What to do - Find out how many lines in the records have the string "letter" in them, and state only that number.

(Dataset entries)
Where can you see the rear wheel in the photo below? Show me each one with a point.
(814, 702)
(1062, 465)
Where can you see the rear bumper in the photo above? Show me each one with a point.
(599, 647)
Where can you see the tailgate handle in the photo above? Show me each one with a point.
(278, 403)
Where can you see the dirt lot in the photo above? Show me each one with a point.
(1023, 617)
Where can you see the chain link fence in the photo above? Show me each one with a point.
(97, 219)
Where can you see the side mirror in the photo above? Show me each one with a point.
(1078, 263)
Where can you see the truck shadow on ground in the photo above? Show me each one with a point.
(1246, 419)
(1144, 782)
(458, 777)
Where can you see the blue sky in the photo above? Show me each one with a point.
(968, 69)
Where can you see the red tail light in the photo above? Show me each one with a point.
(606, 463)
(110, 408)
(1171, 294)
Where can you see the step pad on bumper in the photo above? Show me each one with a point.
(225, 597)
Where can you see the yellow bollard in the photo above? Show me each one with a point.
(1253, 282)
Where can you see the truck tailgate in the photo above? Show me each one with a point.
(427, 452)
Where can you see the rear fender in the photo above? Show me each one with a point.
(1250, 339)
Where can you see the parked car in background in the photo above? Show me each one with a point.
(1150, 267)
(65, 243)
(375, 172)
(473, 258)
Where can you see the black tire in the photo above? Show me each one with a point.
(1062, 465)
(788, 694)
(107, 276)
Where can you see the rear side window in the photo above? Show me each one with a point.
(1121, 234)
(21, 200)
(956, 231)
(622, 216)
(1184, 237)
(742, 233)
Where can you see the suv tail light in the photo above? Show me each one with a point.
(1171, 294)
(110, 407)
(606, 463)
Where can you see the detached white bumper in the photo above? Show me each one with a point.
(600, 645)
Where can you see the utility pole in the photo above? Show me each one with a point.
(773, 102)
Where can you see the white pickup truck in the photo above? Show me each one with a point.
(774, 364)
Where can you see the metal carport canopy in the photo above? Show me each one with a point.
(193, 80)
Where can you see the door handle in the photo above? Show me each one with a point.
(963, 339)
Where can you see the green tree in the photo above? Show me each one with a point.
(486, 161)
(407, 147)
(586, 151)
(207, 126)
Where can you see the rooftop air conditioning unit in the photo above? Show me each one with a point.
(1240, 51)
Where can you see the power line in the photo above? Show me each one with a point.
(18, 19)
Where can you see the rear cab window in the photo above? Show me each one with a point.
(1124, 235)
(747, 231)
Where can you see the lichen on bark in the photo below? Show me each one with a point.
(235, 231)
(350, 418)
...
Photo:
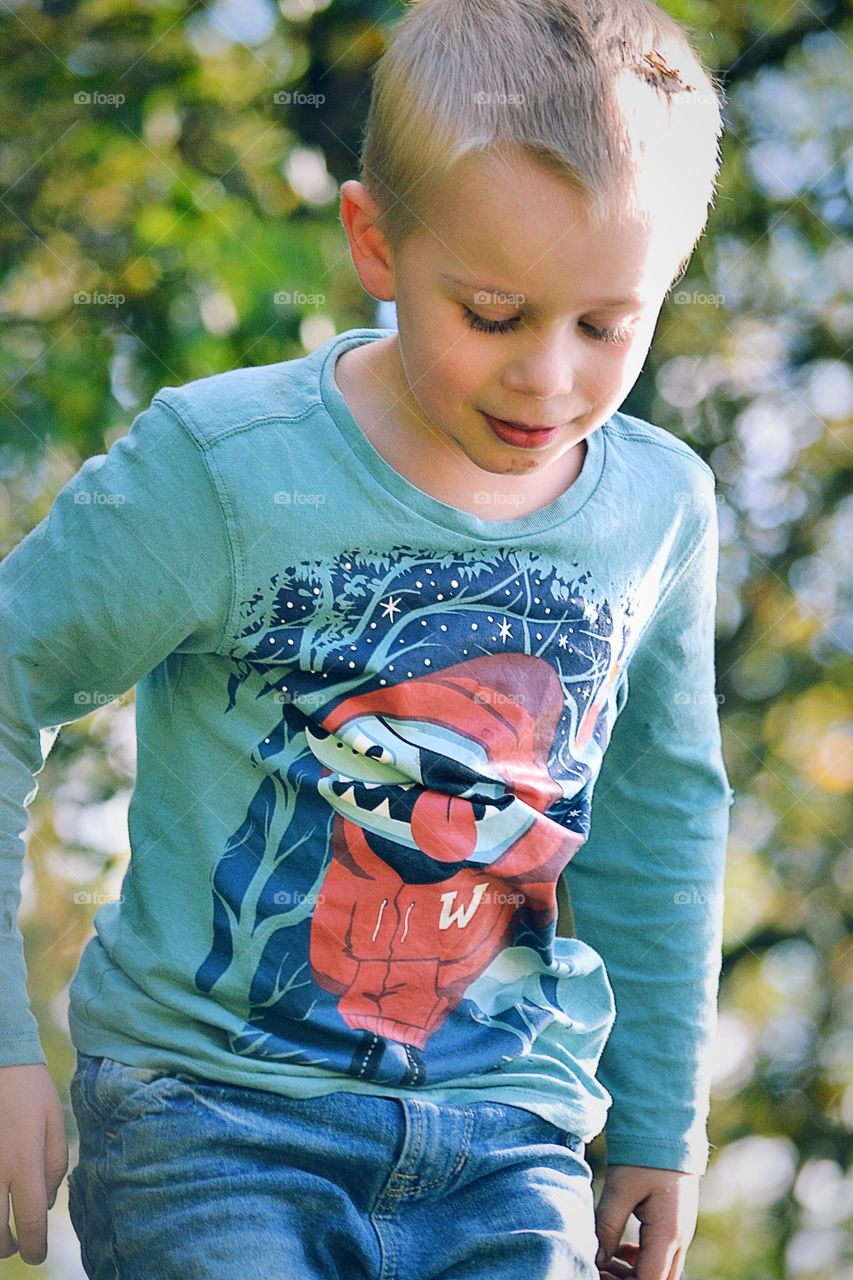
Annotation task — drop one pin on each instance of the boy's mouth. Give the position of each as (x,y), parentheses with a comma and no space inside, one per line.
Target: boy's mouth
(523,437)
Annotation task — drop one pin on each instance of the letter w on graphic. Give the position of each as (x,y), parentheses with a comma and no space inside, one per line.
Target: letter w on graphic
--
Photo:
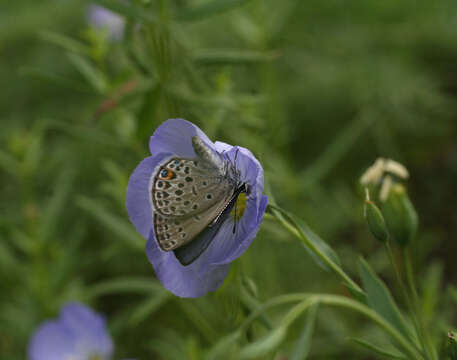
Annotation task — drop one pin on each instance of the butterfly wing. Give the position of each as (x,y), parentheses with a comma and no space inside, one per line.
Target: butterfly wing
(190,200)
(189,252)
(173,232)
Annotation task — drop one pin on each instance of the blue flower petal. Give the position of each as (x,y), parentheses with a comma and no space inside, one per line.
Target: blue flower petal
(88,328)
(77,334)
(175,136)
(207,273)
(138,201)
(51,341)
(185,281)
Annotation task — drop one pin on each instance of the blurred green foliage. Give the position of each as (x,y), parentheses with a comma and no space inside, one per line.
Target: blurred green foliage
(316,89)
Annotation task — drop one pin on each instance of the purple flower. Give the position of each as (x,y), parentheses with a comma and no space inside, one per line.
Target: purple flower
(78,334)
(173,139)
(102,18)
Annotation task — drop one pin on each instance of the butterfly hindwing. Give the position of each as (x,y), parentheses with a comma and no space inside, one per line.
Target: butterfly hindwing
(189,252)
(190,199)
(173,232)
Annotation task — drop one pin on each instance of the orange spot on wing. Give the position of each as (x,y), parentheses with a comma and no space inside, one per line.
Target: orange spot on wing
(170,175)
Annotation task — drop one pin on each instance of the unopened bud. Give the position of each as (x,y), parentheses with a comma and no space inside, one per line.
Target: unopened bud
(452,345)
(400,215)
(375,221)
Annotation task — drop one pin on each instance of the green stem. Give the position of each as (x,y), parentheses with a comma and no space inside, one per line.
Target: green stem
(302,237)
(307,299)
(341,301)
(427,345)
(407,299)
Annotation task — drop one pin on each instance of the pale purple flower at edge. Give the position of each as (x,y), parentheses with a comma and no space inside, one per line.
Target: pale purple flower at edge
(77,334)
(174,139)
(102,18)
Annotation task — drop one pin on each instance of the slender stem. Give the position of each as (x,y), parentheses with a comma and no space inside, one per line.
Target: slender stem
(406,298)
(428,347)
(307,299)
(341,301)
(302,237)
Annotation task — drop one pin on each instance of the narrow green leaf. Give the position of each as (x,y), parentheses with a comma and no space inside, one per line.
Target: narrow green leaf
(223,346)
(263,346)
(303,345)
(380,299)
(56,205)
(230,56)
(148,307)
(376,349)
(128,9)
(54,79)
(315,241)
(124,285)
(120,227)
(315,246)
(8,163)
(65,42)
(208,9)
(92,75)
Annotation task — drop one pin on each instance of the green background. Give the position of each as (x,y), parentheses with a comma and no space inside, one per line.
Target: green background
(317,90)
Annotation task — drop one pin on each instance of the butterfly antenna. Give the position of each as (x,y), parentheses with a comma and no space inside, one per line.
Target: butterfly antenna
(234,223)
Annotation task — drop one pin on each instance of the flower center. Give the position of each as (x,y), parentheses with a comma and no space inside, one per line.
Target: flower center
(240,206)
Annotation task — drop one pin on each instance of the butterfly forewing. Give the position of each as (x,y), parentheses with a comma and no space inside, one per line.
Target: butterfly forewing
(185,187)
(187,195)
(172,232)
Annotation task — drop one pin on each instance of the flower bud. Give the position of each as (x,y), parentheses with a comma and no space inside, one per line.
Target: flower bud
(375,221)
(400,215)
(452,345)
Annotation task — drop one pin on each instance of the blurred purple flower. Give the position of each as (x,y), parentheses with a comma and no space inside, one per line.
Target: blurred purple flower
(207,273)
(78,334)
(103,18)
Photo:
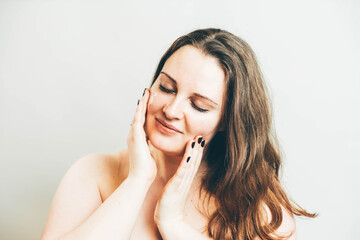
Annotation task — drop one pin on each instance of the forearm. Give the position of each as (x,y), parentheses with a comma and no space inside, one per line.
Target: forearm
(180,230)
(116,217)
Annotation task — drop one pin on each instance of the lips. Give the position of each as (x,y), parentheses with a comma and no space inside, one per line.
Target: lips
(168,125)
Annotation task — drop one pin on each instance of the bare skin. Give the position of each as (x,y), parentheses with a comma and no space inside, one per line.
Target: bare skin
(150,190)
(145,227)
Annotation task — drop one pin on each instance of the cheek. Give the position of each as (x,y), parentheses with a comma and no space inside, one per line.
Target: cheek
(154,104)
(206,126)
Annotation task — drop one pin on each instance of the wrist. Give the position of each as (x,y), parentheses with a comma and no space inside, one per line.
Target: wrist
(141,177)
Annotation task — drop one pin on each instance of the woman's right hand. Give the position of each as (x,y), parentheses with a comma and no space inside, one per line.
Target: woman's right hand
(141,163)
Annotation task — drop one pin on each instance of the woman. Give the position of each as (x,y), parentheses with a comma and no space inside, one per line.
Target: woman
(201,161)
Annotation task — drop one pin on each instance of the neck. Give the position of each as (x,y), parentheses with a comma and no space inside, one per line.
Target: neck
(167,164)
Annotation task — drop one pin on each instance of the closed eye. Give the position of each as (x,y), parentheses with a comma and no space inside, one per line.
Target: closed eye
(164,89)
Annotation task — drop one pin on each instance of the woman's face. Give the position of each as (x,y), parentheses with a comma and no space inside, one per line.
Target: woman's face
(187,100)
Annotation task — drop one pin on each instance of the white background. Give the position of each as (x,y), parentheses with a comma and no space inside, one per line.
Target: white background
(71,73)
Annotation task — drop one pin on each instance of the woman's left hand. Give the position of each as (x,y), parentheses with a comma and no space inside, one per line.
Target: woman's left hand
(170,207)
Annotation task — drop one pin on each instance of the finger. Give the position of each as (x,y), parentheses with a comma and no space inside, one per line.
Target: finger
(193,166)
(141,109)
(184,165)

Response - 2